> **Task objective**
Reproduce every one of the rows below verbatim, in the order they appear.

## start Input for this task

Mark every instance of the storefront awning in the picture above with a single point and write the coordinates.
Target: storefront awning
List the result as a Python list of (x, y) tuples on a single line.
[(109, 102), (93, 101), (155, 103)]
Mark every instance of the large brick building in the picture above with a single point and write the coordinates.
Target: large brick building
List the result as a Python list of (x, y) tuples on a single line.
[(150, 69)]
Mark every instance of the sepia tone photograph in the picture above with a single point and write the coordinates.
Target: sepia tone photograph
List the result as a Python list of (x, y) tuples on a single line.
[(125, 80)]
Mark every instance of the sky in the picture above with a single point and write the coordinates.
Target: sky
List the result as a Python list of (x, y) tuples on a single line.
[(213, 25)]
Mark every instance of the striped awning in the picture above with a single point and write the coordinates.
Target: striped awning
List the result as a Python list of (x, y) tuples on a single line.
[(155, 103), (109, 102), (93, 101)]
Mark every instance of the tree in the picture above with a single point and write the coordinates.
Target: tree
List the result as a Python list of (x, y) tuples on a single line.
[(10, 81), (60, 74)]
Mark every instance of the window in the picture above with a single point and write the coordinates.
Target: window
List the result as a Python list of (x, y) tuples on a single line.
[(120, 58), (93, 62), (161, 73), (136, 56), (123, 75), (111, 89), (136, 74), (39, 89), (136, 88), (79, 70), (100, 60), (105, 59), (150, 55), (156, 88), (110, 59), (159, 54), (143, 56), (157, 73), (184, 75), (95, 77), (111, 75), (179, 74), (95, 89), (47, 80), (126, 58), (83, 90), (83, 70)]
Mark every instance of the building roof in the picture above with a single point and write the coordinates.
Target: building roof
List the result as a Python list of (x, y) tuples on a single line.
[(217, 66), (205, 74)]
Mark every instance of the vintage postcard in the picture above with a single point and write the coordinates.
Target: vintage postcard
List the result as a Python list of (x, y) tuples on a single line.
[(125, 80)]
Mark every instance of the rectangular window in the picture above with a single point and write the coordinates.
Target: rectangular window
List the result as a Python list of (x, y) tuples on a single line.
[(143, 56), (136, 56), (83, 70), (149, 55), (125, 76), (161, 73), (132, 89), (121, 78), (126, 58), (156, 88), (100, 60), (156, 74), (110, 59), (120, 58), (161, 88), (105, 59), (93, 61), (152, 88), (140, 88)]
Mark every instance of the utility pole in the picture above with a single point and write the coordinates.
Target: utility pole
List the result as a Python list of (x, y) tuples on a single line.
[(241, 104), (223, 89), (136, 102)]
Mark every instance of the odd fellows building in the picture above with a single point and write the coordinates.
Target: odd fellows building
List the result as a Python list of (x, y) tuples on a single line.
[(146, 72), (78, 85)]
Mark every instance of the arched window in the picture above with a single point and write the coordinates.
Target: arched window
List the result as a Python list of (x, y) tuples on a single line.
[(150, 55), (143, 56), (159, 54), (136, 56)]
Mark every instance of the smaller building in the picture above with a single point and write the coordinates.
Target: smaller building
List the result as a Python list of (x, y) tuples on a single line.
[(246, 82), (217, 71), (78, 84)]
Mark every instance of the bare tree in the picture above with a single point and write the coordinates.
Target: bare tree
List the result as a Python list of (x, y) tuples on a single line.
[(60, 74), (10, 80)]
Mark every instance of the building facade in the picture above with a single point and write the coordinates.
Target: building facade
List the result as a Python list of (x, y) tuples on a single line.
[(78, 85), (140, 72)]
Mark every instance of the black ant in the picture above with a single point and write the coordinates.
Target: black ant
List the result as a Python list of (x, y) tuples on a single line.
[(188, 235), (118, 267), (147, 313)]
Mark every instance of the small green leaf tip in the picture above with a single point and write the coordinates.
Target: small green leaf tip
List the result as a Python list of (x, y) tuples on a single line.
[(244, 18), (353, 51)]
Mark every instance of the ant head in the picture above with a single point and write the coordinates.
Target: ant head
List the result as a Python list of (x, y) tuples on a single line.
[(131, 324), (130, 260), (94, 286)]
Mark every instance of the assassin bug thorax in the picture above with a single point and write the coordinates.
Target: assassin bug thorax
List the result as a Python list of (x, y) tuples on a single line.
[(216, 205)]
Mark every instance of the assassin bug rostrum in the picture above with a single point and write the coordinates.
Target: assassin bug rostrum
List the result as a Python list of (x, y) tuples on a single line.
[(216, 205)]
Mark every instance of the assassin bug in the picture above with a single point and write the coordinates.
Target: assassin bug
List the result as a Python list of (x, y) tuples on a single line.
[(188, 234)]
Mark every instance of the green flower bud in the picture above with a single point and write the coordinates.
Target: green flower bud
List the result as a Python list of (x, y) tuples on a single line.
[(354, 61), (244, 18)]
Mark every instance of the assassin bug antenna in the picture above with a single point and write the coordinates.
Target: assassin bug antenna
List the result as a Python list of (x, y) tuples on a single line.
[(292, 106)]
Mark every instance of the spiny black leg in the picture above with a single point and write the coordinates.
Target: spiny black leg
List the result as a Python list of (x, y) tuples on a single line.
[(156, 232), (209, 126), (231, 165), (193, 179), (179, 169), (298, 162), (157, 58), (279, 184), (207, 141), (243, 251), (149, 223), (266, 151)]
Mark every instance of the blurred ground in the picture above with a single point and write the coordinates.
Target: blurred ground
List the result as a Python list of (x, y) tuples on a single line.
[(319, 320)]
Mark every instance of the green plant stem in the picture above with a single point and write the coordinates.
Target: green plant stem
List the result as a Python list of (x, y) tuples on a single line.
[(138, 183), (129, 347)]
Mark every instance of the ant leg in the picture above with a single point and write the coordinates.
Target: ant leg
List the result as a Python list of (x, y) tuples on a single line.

## end Input for this task

> **Correct answer**
Mark every instance of the storefront awning in the picture above with a single point and write the coordinates.
Target: storefront awning
List the result as a Python list of (x, y) tuples on a single line.
[(109, 102), (93, 101), (155, 103)]
Mark every instance of the large brick building in the picture above with a single point and write the coordinates.
Target: large brick building
List the result as a Python list of (x, y) tuples on a single line.
[(150, 69)]
Mark every instance of the sepia tone photograph in the picture above with a single point and write the coordinates.
Target: sepia tone photograph
List the result as a Python list of (x, y) tuples on a single line.
[(125, 80)]
Mark every instance of the sky in the picture above with a single point and write the coordinates.
Target: sky
List the result as a Python list of (x, y) tuples on a single line.
[(213, 25)]
Mark every instance of the striped awning in the picture above with a single point and write the coordinates.
Target: striped awning
List the result as a Python list of (x, y) tuples on a single line.
[(155, 103), (109, 102), (93, 101)]
Mark every instance of the tree in the picture above with a single point and write the coordinates.
Target: tree
List the result as a Python list of (x, y) tuples on a single line.
[(10, 81), (60, 74)]
Mark every instance of the window in the picture above with a single point and write the coordinates.
Target: window
List the result as a Python list of (x, y) tuples on a single line.
[(120, 58), (93, 62), (161, 73), (136, 56), (123, 75), (111, 89), (136, 74), (39, 89), (136, 88), (79, 70), (100, 60), (105, 59), (150, 55), (156, 88), (110, 59), (159, 54), (143, 56), (157, 73), (184, 75), (95, 77), (111, 75), (179, 74), (95, 89), (47, 80), (126, 58), (83, 90), (83, 70)]
Mark every instance of the building roof in the picture above with a single point and write the coordinates.
Target: building roof
List the result as a Python list of (x, y) tuples on a single line.
[(217, 66), (205, 74)]
Mark every instance of the vintage postcard in the picture above with a single point and write the coordinates.
Target: vintage postcard
List the result as a Python list of (x, y) tuples on a single line.
[(125, 80)]
Mark every instance of the rectangular window in the picture above with a single point and write the coordinates.
Target: rectangular window
List the result as a Python list of (x, y) tuples on a single line.
[(143, 56), (136, 56), (83, 70), (149, 55), (125, 76), (161, 73), (132, 89), (121, 78), (126, 58), (156, 88), (100, 60), (156, 74), (110, 59), (120, 58), (161, 88), (105, 59), (93, 61), (152, 88), (140, 88)]
Mark every instance of the utility pole in the picture above with a single point and write the coordinates.
Target: utility pole
List the result as a Python list of (x, y) tuples on a single line.
[(241, 104), (223, 89), (136, 102)]
Mark every instance of the odd fellows building in the picture above with a single point and write the coordinates.
Target: odd fellows building
List the result as a Python list of (x, y) tuples on a single line.
[(146, 72), (78, 85)]
Mark every instance of the arched window in the picture above with a single point and write the coordinates.
Target: arched window
List the result as a Python list of (x, y) tuples on a single line.
[(150, 55), (143, 56), (159, 54), (136, 56)]
Mark every instance of the smaller building in the picture above with a single point and write the coordinates.
Target: smaller building
List the result as a Python list of (x, y) tuples on a single line.
[(246, 82), (217, 71), (78, 84)]
Mark every instance of the bare tree in the picture above with a single point and write the coordinates.
Target: bare tree
List the result as a Python list of (x, y) tuples on a single line.
[(60, 74), (10, 80)]
Mark every instance of the building facade in the picture above with a single point and write the coordinates.
Target: building facade
List the result as a Python list of (x, y) tuples on a single line.
[(78, 85), (140, 72)]
Mark every instance of the black ant in the picture above with a single point and write the coordinates.
Target: black ant
List the result as a Python list of (x, y) tuples on a single line.
[(188, 235), (118, 267), (147, 313)]
Mark every instance of the small green leaf tip in the picture above with a single point and write the coordinates.
Target: small green leaf tip
List the result as a Python list of (x, y) tuples on a single line.
[(244, 18), (353, 51)]
Mark every instance of the ant head in the picture above with a single point and write the coordinates.
Target: ant head
List the result as a Python list of (x, y) tuples on a single line.
[(131, 324), (130, 260), (94, 286)]
Mark every instance of the assassin bug thorax in the picture above with a single point and write the coordinates.
Target: assassin bug thorax
List the result as a Python list of (x, y) tuples on a single line.
[(216, 205)]
Mark every instance of the assassin bug rostrum in the picture above with a single point and write the coordinates.
Target: assassin bug rostrum
List the result as a Python list of (x, y) tuples on a single line.
[(216, 205)]
Mark every instance of the assassin bug in the picture above with a single point and write the coordinates.
Target: assassin bug
List the result as a Python list of (x, y) tuples on a single line.
[(188, 234)]
Mark every instance of the green flower bud in the picture above with a single point and write the coordinates.
Target: green flower bud
List the result as a Python list of (x, y) tuples on a single line.
[(354, 61), (244, 18)]
Mark every instance of the assassin bug antenna in the picture above with a single point and write the coordinates.
Target: assassin bug antenna
List the result as a Python list of (x, y) tuples on a single line.
[(292, 106)]
Mark every instance of the spiny black leg in the picture above with a single point and write the coordinates.
Target: spiny black leg
List the result as a Python list of (x, y) tuples on a single line.
[(156, 232), (209, 126), (231, 165), (193, 179), (179, 169), (298, 162), (157, 58), (279, 184), (207, 141), (243, 251), (149, 223), (266, 151)]
Mark every instance of the blurred ground in the picture above with a single point and write the coordinates.
Target: blurred ground
List the result as a Python list of (x, y) tuples on a single line.
[(319, 320)]
Mark every instance of the green plant stem in the picture above with a single point and write the coordinates.
Target: green plant stem
List the result as a Python list of (x, y) tuples on a single line.
[(138, 183), (129, 347)]
Mark every instance of the ant leg in the picture above with a single point and write the coordinates.
Target: ant leg
List the result as a Python list of (x, y) tuples on a single line.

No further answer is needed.